Monday, May 27, 2013

Memorial Day - The Class War Fallen

Never look a gift horse in the mouth. A day free from wage slavery may be just a day but it is to be savoured and enjoyed.

Memorial Day is a day of remembering the men and women who died while serving in the armed forces of the United States. Memorial Day is marked by many solemn ceremonies.

Socialists will be remembering Memorial Day 1937.

“It was a day for parades, picnics and boat-rides - and tear-gas, bullets and death.” - Howard Fast

During what was called the “Little Steel Strike” ten unarmed protestors were shot and killed while another 105 wounded or clubbed by the Chicago police. No policeman was ever prosecuted. A Coroner's Jury declared the killings to be "justifiable homicide".

The Steel Workers Organizing Committee (SWOC) was attempting to organize the steel workers into an industrial union. When the company refused to recognize the union the workers went out on strike. Strikers and sympathizers from all around Chicago had gathered on Memorial Day at Sam's Place on 112th and Green Bay Avenue , where the strike headquarters was located. The strike was less than a week old; the strikers had not yet felt the pinch of hunger, and there was a good sense of solidarity everywhere. Because it was such a fine summer day, many of the strikers brought their children. After a round of speeches, it was decided to picket in front of the Republic steel main gate and the crowd began a march across the prairie and toward the Republic Steel mill. They were stopped midway on 116th Street by a formation of Chicago police. "Stand fast! Stand fast!" the line leaders cried. "We got our right! We got our legal rights to picket!" The cops replied "You got no rights. You Red bastards, you got no rights."

While demonstrators in front were arguing for their right to proceed, police fired into the crowd and pursued the people as they fled.

Of the total of forty injured by gun shots two-thirds were shot in the back, according to medical testimony. As a union pointed out, if the marchers charged the police, they must have charged them backside forward! Witness after witness and report after report testified to the callousness and indifference of the police. The wounded were piled high on top of one another in patrol wagons.

Memorial Day in Chicago settled nothing. There as elsewhere the strike dragged on. Violence, disorder, unrest, loss of life accompanied it. In all the communities in the five states affected by the steel labor walkout the violent pattern of Chicago repeated itself. Before the strike ended eight more persons died. In Ohio the governor called out the National Guard, the steel mills were reopened and Guardsmen protected the few employees who wished to return to work as well as the strike breakers imported to crush the union. In Monroe, Michigan, the mayor called for civilians with military experience to enlist as special policemen and help break through what he called the illegal picket line. Many of Republic's mills and plants were under virtual siege as SWOC attempted to keep them from operating. The strike was eventually broken and early in July, 1937, the union called upon its members to return to work.

EXERCISE REQUIREMENTS -
1. Update the Memorial Day text starting at "Memorial Day - The" and ending at "Memorial Day 1937.", replacing "solemn" with "somber".
2. According to the Memorial Day text, how many unarmed protestors did the Chicago police shoot and kill during the "Little Steel Strike"?
3. In the Memorial Day text, list everything the Howard Fast quotation says the day was for.
Rely only on the information given in the Memorial Day text.

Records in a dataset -
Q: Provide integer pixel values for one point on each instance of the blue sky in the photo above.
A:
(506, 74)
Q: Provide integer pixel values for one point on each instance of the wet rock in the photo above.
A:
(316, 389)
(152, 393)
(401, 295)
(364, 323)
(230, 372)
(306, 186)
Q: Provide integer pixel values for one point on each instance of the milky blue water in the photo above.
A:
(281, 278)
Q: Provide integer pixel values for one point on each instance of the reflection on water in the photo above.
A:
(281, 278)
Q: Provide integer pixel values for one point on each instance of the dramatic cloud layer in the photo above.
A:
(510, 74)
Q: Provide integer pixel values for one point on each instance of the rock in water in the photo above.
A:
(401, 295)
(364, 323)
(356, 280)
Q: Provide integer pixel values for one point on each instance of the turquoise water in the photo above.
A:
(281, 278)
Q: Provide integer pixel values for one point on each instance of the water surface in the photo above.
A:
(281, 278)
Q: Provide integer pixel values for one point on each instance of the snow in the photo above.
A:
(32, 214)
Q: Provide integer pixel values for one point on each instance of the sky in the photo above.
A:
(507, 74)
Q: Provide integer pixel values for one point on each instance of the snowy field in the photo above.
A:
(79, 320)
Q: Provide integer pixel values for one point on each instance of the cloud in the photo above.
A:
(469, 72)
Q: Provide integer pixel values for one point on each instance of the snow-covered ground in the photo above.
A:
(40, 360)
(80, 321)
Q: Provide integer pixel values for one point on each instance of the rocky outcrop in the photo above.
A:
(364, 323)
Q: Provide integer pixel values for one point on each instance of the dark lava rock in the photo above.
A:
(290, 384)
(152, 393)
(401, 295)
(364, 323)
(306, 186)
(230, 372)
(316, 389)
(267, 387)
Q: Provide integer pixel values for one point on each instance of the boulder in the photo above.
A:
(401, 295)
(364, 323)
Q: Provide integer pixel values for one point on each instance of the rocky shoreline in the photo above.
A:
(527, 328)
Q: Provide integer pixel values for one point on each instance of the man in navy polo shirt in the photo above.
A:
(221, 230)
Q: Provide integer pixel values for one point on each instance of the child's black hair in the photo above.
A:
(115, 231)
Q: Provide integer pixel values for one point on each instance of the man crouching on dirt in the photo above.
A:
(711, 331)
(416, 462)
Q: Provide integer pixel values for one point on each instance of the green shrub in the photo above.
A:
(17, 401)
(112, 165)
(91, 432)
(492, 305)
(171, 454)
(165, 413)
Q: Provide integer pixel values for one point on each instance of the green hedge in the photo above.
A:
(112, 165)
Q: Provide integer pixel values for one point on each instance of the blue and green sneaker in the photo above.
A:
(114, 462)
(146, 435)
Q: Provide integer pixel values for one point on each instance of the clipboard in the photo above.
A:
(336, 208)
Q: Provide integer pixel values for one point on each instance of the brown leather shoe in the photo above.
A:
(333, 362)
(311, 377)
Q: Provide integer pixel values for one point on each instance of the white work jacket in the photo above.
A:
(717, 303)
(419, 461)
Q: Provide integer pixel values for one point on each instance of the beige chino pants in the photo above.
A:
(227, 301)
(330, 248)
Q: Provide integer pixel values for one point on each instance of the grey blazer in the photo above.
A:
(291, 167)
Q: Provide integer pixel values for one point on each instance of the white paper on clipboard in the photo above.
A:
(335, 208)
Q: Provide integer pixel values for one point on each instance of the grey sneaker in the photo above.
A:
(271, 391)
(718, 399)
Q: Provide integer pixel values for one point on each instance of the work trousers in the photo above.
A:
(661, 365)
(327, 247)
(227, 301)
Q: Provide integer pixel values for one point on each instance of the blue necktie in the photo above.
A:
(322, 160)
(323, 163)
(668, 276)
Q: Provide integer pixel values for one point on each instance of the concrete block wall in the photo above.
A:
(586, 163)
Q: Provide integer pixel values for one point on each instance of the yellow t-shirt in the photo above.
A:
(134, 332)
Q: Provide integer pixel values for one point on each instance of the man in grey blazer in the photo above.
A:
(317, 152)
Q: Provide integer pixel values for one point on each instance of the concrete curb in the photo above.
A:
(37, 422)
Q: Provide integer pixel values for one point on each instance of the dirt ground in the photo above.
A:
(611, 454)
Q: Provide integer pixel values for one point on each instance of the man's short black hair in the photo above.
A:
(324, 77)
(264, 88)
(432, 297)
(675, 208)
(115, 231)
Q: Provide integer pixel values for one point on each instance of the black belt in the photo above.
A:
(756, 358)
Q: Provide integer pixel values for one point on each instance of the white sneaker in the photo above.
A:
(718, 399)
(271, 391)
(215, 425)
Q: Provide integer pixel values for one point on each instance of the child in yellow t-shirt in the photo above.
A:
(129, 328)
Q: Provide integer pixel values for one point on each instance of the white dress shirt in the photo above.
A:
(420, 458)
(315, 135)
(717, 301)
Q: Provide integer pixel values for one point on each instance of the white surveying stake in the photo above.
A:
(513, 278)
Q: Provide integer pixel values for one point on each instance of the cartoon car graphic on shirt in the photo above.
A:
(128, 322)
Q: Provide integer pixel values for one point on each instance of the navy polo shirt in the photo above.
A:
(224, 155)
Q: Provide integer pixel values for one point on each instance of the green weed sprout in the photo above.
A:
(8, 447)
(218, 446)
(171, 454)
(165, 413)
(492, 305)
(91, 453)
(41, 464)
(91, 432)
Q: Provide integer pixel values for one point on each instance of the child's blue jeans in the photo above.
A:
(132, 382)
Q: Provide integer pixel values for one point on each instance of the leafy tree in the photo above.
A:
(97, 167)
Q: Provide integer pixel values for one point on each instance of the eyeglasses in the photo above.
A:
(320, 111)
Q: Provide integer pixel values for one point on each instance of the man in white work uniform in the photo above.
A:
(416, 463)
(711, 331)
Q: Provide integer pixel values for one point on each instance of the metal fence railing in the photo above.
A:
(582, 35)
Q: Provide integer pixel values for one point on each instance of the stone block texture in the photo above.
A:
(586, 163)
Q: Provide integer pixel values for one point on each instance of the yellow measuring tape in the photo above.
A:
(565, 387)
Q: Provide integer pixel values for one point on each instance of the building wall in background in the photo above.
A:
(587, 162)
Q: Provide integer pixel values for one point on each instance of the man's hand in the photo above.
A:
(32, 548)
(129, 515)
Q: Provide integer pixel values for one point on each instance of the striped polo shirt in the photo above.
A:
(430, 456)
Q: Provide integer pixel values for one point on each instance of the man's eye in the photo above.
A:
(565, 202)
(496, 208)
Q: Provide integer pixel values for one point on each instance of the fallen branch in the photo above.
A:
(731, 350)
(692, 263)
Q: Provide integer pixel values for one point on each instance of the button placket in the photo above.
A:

RESULTS FOR THE EXERCISE -
1.
Memorial Day - The Class War Fallen

Never look a gift horse in the mouth. A day free from wage slavery may be just a day but it is to be savoured and enjoyed.

Memorial Day is a day of remembering the men and women who died while serving in the armed forces of the United States. Memorial Day is marked by many somber ceremonies.

Socialists will be remembering Memorial Day 1937.

2. Ten unarmed protestors were shot and killed.

3. parades, picnics, boat-rides, tear-gas, bullets, death